#### ESTRATTO DEL DOCUMENTO ####

Il padre interverrà direttamente in materia patrimoniale nel periodo in cui il figlio starà con lui. La norma presuppone fantasiosamente che entrambi i genitori abbiano analoghe capacità contributive e/o possano facilmente raggiungerle a mera prescrizione del giudice. Ovviamente non è così. E’ facilissimo allora immaginare anche l’abnorme proliferazione delle tensioni e dei contenziosi, personali e giudiziari, trattandosi di obbligazioni periodiche; le oggettive difficoltà di esecuzione dei provvedimenti; lo scenario conseguente all’inadempimento di un genitore, con necessità per l’altro di provvedere in sua vece, e poi promuovere il giudizio per il recupero di quanto anticipato; o la conseguenza di non poter provvedere affatto, con danno grave e ricadute estremamente frustranti per il minore. E ancora: i costi legali non andrebbero a disincentivare, e dunque penalizzare, proprio quelle fasce sociali che maggiormente necessitano dell’apporto economico di entrambi i genitori per consentire ai figli un livello dignitoso di vita?

#### RECORD DEL DATASET ####

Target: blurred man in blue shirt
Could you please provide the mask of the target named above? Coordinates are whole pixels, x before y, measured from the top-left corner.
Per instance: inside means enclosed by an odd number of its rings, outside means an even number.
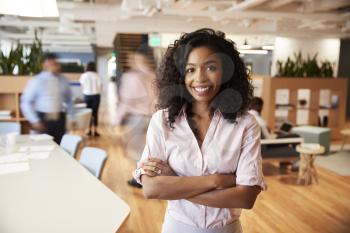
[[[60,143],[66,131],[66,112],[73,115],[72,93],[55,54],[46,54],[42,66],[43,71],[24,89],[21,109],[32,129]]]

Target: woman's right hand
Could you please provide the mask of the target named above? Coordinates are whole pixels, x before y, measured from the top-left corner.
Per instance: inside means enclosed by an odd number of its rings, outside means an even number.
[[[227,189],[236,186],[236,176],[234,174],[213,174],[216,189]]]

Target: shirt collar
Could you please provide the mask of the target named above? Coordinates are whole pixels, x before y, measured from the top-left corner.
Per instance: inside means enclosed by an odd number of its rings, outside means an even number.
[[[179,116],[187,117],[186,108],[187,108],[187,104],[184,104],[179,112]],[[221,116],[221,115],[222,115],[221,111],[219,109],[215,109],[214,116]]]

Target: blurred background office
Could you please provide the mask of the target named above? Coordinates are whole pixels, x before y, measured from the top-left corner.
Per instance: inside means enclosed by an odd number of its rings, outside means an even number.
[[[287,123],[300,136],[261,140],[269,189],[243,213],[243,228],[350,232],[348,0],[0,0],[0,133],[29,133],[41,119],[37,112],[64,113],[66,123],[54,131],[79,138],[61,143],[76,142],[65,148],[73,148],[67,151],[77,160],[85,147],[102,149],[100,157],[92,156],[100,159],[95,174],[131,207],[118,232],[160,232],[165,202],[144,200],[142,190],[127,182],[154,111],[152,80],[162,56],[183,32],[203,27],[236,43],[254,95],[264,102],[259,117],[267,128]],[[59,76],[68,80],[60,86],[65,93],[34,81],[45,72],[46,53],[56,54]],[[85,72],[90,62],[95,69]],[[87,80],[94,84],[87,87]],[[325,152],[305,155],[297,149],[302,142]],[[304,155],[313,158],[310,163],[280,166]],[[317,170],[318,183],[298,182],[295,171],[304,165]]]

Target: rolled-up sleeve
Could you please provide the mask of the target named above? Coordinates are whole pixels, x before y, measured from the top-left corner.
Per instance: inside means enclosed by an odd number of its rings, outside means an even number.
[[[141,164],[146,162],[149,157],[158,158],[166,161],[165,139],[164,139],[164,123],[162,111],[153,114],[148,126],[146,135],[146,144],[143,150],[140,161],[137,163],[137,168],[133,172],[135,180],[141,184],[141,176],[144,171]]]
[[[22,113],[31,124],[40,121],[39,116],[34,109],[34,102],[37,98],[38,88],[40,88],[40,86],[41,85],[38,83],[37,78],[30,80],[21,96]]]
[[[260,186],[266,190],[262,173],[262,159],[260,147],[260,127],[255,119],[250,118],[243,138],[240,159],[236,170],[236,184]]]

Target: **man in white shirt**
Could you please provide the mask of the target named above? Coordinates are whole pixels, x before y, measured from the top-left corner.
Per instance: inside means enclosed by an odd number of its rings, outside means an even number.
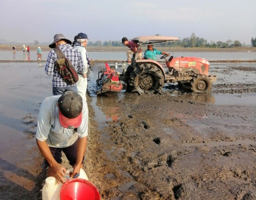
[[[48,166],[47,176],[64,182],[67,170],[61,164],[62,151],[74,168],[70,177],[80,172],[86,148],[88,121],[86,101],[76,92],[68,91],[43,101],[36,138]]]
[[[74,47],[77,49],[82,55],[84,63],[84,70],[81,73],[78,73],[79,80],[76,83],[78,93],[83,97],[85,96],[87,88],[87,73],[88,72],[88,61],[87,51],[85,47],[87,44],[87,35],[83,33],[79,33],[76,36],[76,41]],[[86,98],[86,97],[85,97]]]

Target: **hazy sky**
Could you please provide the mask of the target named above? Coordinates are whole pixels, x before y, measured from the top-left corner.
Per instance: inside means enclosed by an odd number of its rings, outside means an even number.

####
#### RECORD DEL DATASET ####

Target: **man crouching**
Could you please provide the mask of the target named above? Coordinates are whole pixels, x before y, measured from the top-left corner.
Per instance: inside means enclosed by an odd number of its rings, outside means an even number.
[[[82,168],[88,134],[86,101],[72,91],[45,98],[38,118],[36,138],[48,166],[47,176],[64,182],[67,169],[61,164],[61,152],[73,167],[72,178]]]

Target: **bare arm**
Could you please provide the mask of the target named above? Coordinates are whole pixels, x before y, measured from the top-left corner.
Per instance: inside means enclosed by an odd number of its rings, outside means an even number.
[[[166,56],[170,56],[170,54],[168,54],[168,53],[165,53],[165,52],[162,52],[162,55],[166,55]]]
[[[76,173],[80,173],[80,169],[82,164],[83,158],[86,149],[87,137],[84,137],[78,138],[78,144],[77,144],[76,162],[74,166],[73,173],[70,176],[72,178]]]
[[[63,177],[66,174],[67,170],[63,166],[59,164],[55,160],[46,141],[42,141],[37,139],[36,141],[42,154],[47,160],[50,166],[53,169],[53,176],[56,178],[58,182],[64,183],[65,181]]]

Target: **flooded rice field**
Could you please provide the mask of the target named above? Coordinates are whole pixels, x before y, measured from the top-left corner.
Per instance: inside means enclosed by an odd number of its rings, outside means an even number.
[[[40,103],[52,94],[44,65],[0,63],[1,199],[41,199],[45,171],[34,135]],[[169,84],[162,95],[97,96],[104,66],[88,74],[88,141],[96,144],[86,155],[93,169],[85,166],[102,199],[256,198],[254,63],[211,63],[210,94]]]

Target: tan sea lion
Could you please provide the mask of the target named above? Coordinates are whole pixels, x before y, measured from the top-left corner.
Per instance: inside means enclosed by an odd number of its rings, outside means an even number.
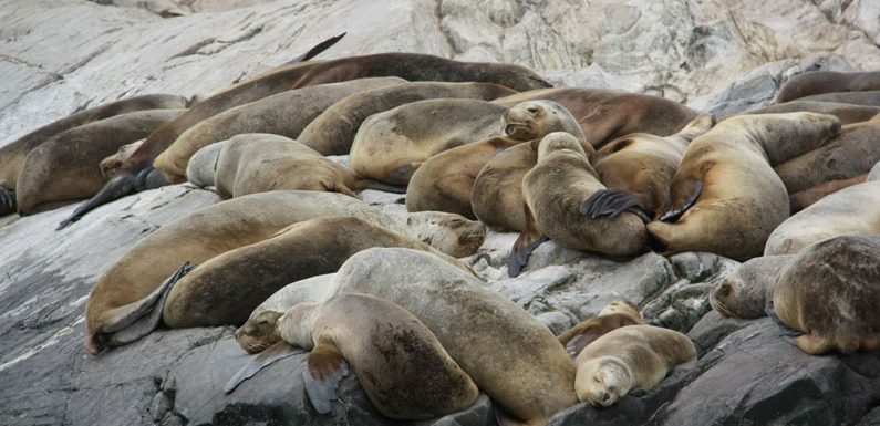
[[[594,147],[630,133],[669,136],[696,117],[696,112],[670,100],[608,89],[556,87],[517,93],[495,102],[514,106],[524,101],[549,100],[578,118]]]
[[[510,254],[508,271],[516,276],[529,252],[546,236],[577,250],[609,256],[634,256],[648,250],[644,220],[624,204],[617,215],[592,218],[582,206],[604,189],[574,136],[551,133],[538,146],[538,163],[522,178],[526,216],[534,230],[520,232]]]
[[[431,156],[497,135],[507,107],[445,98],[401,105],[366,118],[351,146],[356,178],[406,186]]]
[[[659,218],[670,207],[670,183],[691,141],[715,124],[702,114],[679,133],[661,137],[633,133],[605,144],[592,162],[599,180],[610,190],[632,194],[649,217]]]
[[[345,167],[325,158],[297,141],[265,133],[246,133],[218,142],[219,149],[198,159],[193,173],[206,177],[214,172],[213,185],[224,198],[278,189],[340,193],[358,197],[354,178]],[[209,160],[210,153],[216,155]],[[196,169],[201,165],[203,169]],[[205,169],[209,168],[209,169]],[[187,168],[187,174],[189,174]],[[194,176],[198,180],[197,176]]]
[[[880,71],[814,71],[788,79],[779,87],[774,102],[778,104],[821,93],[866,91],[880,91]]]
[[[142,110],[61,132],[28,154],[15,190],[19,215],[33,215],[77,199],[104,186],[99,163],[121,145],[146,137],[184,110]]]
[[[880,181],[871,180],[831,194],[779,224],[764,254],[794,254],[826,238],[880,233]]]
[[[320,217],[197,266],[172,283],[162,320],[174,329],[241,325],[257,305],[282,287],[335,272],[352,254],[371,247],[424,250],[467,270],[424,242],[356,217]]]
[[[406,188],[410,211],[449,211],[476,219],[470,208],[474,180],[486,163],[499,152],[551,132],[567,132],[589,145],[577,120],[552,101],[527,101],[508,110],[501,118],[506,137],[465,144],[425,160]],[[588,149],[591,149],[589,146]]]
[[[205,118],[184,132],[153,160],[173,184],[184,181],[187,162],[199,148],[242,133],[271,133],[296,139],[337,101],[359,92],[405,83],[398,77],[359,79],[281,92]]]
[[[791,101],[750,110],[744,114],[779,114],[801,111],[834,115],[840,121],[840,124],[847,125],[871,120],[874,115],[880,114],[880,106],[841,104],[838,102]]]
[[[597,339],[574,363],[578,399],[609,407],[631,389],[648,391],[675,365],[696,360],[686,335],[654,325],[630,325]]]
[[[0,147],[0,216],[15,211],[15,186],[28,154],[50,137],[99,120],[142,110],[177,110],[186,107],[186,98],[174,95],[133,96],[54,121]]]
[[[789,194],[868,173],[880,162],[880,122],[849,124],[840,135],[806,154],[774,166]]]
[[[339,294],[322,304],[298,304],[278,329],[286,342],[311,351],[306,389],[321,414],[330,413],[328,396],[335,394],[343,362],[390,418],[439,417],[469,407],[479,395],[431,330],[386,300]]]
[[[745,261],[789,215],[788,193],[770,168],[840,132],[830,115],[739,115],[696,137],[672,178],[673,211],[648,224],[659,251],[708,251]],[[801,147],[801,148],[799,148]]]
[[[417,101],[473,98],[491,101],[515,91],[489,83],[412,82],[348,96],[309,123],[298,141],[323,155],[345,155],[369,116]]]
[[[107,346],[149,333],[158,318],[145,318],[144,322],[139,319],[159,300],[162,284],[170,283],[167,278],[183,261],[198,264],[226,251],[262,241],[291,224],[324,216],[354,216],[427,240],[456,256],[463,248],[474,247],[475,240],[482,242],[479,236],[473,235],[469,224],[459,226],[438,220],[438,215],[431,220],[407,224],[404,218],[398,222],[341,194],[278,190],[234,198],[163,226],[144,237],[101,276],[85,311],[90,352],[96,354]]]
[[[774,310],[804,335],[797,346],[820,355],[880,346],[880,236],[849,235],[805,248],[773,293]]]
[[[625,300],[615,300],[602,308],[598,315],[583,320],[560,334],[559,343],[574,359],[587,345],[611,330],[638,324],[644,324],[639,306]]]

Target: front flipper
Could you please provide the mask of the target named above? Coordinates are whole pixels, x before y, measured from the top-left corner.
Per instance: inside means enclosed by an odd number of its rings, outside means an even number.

####

* **LE TUE ISTRUZIONI**
Ricopia per intero l'estratto del documento, senza cambiare nulla.

* **RISPOSTA ALL'ESERCIZIO**
Il padre interverrà direttamente in materia patrimoniale nel periodo in cui il figlio starà con lui. La norma presuppone fantasiosamente che entrambi i genitori abbiano analoghe capacità contributive e/o possano facilmente raggiungerle a mera prescrizione del giudice. Ovviamente non è così. E’ facilissimo allora immaginare anche l’abnorme proliferazione delle tensioni e dei contenziosi, personali e giudiziari, trattandosi di obbligazioni periodiche; le oggettive difficoltà di esecuzione dei provvedimenti; lo scenario conseguente all’inadempimento di un genitore, con necessità per l’altro di provvedere in sua vece, e poi promuovere il giudizio per il recupero di quanto anticipato; o la conseguenza di non poter provvedere affatto, con danno grave e ricadute estremamente frustranti per il minore. E ancora: i costi legali non andrebbero a disincentivare, e dunque penalizzare, proprio quelle fasce sociali che maggiormente necessitano dell’apporto economico di entrambi i genitori per consentire ai figli un livello dignitoso di vita?